**Work instructions:** Do these statements agree with the text on sumak kawsay? 1. Sumak kawsay is called buen vivir in Ecuador. 2. The 2009 Bolivian constitution translates sumak qamaña as buen vivir. 3. The project follows the paradigm of utopia. Answer yes or no for each, and quote the words of the text that decide it.

## start Selected text

A spectre is haunting Latin America, moving among social movements and programmatic constitutions. It is the spectre of sumak kawsay, the principle of reciprocity amongst living things, with and within the nature and deep-rooted in indigenous cultures. Called buen vivir in Ecuador, the use of this phrase refers to a political conception of a social living in relation, not only to nature, but also to a broader dimension of living together, in common, the fulfilment of life; in other words, as defined in the Costitución de Ecuador of 2008:
“Art.14. It is recognized the right of the people to live in a healthy and ecologically balanced environment, guaranteeing sustainability and buen vivir, sumak kawsay.
Art.275. Buen vivir requires that people, communities, populations and nationalities effectively enjoy their rights and to accomplish their responsibilities in the frame of an intercultural, diverse and natural harmonic coexistence.”
However, kawsay is a verb and, in the Anglo-Saxon world, the translation to live well is used instead of good living, to avoid subjectivising kawsay and, therefore, to maintain the active force of the verbal form (in agreement, anyhow, with the Constitución Política del Estado de Bolivia of 2009 where sumak qamaña is translated as vivir bien). Furthermore, it is not so easy to shrink sumak, at a semantic level, in a single translation, as it refers to different meanings such as: good, well, or beautiful.
Translating in itself opens therefore a political space, rather than a linguistic line between two significants. And, maybe, this open space among sumak kawsay, sumak qamaña, la buona vita, el buen vivir, the beauty of living, la vida en plenitud give us a propitious political territory to work in, where many of the words we use to imagine an alter-capitalist social life can find a space to speak and listen ones to each others: sumak kawsay, convivium, commons, sumak qamaña, commonfare, comune.
Sumak kawsay, as we propose in the research team of the Democracias en Revolución y Revoluciones en Democracia Program, in the National Institute of Advanced Studies, allows us to inhabit this debate on the making (or the crafting) of the commons, or on how to live well and together. Moreover, it allows us to do this by assuming political heterogeneity as a constituent ground for a collective practice, in which concepts and ways of doing are composed without preconceived hierarchies.
In this sense, the role of this article is to define the flexible margins for a space of debate around and about the sumak kawsay, with the idea that a series of suggestions and problematics rising in the contemporary Latin America can be useful to think about political action in the European context of the crisis, and that the desire of good living can help us to discover a new complexity of practices and concepts to build a – materialistically – happy elsewhere.
For this reason, the blog of the Fundación de los comunes as well as the web pages of eipcp.net and Euronomade, together with the Democracias en Revolución blog, will become polymorphic spaces for a heterogeneous debate, that we will try to make permeable.
Sumak kawsay as elsewhere
At stake in this project there is the relationship between desire and political imagination, not following the paradigm of utopia, but according to the dimension of the elsewhere, and therefore involving a continuous displacement of and from the determinism of the Real.

## end Selected text
## start Entries

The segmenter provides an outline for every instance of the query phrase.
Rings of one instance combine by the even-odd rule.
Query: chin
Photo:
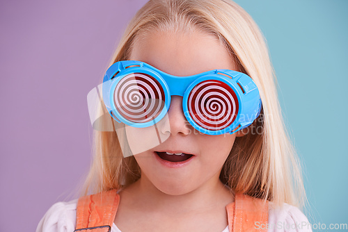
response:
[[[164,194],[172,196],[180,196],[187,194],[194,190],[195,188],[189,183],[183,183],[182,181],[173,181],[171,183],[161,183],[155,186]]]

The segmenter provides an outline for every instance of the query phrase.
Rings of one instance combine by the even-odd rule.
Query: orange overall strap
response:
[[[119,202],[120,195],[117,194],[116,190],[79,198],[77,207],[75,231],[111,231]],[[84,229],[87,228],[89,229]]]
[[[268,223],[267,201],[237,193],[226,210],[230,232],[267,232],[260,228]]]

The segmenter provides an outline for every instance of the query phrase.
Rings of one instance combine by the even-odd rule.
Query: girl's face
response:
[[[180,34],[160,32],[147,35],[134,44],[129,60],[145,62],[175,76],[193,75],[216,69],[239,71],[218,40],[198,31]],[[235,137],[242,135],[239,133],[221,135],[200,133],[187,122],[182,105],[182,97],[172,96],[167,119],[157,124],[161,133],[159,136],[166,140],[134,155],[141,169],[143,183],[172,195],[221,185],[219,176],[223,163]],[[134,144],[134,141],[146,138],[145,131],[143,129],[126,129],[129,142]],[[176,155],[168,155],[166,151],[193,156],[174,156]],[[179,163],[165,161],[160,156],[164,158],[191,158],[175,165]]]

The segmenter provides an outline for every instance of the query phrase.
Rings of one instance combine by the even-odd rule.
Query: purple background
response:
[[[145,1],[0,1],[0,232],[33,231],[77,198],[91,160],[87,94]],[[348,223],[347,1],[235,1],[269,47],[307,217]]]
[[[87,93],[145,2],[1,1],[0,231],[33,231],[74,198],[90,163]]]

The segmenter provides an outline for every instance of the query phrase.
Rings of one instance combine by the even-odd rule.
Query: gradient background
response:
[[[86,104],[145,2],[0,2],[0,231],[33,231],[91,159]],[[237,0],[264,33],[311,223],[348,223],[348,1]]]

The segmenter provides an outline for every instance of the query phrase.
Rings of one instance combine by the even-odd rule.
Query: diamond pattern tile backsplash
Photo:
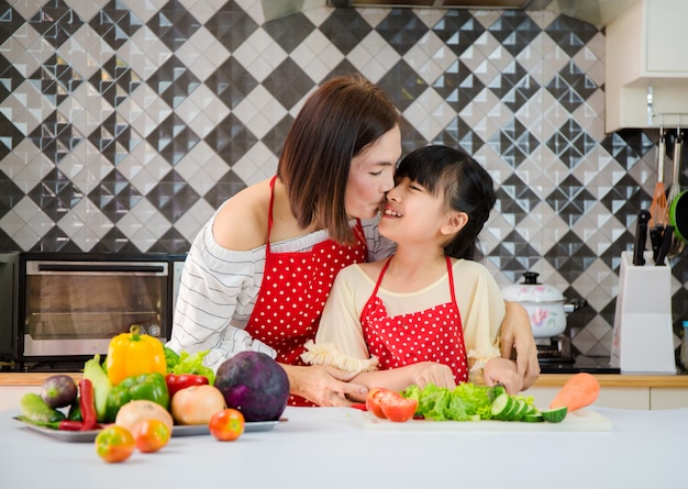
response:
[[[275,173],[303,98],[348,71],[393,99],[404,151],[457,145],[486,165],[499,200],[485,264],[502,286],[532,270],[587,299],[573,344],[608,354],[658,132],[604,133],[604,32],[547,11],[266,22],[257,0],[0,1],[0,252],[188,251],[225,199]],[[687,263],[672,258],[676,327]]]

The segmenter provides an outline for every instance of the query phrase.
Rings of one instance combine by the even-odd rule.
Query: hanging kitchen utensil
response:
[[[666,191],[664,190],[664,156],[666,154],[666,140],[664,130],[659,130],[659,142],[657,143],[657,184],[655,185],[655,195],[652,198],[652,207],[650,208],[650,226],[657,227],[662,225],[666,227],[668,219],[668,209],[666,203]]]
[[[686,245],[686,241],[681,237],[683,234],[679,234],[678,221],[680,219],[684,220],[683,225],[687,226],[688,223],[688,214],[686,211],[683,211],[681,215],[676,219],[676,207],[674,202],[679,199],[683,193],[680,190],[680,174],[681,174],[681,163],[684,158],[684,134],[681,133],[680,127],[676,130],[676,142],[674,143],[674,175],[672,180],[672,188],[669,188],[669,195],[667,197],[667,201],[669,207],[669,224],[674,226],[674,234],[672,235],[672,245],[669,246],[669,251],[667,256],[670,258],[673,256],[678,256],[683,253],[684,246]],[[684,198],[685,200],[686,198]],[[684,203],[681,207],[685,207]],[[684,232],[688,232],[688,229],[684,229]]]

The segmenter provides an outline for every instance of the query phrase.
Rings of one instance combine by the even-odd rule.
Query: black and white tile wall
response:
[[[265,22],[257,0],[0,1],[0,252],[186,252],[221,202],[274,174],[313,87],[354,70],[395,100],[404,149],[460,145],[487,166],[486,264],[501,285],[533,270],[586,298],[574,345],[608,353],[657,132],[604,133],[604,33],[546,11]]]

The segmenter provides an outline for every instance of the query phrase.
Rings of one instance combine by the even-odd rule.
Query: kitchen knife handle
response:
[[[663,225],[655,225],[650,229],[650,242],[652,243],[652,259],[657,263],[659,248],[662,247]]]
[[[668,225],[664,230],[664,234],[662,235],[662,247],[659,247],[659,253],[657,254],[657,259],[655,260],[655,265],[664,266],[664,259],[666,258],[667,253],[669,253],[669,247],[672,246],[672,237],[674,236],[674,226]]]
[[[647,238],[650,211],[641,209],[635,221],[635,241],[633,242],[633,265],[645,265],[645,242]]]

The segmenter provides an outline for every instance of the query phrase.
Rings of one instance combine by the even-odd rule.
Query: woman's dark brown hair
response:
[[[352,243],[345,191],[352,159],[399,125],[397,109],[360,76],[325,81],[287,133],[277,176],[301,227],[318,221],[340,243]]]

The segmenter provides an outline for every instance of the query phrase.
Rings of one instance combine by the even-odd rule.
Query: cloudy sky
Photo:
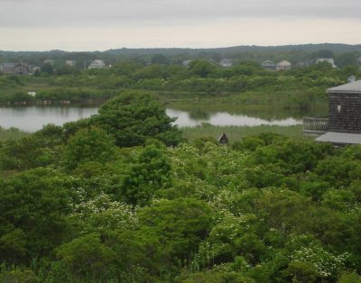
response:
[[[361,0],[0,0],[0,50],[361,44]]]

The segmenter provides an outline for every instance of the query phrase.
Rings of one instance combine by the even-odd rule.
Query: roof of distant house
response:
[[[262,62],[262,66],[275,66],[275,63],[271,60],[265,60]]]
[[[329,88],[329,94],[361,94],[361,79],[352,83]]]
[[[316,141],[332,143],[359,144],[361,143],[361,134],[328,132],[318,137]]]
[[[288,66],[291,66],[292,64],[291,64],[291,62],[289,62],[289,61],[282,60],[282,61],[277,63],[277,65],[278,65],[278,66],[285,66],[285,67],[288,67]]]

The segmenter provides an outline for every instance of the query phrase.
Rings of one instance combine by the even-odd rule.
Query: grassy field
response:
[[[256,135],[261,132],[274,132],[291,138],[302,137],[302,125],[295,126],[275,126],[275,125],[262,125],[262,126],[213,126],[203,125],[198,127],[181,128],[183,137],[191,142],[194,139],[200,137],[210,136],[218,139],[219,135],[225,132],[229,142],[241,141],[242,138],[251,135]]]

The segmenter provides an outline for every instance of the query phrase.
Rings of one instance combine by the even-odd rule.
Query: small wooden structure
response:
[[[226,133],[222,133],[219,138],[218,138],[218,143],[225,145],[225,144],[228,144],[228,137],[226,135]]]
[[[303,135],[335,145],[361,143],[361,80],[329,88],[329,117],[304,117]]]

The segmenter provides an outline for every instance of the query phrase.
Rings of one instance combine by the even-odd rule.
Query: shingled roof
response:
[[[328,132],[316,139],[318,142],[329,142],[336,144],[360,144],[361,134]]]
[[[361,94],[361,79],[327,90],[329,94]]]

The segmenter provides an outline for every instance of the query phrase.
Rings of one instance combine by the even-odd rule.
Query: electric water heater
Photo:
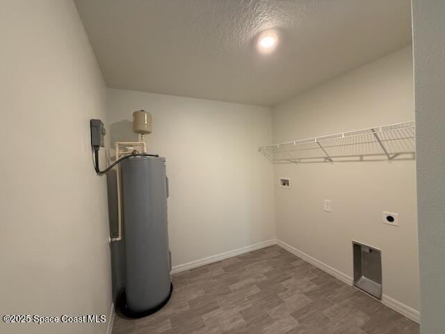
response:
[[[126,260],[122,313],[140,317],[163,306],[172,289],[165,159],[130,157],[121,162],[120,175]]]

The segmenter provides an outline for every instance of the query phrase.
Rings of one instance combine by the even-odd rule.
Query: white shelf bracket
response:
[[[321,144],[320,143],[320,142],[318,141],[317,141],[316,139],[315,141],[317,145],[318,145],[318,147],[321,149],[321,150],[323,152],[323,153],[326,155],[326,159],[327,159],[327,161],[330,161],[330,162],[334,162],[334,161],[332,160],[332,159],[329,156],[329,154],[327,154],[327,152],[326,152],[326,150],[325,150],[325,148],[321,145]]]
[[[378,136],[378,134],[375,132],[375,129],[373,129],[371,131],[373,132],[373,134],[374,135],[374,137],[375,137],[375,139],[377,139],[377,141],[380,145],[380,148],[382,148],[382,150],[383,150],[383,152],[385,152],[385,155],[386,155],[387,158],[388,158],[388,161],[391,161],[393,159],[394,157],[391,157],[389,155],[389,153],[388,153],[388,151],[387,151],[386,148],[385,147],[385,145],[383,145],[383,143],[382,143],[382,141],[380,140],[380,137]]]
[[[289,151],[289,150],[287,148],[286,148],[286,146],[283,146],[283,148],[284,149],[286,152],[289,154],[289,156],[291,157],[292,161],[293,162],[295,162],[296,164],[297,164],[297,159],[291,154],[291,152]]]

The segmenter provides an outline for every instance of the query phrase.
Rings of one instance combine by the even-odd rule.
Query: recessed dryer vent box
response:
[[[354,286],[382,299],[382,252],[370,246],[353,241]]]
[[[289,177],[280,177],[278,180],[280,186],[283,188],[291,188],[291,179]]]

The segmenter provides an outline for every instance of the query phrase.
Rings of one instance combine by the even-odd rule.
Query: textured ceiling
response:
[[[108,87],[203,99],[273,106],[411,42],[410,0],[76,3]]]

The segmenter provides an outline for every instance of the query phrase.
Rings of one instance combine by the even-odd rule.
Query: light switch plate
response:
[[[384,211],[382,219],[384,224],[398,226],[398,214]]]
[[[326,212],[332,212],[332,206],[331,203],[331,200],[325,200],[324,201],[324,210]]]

## end Entries
## start Entries

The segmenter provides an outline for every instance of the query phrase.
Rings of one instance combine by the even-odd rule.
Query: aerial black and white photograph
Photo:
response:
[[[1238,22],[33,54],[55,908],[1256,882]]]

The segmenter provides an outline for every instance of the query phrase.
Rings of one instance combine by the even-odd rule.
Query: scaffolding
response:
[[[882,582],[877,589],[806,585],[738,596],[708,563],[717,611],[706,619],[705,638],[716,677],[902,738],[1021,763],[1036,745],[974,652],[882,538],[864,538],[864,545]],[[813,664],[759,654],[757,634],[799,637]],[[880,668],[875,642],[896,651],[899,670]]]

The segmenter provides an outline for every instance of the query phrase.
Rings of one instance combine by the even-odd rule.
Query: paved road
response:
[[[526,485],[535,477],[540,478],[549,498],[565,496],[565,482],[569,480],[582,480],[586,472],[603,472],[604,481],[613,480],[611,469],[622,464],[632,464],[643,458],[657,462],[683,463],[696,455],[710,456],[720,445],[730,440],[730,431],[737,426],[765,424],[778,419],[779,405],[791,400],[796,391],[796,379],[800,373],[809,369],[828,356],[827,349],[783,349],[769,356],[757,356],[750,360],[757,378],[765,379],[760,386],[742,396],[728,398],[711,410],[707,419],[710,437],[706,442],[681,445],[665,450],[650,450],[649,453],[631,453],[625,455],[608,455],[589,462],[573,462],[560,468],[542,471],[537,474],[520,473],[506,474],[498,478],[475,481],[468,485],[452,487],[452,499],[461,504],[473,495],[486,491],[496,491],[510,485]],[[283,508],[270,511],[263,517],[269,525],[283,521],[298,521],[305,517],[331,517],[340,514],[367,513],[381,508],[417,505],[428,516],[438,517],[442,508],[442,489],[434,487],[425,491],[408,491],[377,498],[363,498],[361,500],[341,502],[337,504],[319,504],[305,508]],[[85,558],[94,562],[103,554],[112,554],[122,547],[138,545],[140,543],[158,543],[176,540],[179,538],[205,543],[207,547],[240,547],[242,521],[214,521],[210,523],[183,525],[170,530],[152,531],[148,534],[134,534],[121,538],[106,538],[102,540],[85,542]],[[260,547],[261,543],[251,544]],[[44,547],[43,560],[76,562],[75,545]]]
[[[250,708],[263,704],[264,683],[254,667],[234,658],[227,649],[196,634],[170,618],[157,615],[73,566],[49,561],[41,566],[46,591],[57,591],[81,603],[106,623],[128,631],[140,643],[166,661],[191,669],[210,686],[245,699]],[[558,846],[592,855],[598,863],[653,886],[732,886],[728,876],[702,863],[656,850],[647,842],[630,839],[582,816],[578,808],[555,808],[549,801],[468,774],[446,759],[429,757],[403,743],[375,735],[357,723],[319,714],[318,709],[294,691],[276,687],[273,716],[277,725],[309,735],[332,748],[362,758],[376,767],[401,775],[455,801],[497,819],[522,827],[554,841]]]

## end Entries

**Answer to the exercise:**
1. Yes: "Called buen vivir in Ecuador"
2. No: "where sumak qamaña is translated as vivir bien"
3. No: "not following the paradigm of utopia, but according to the dimension of the elsewhere"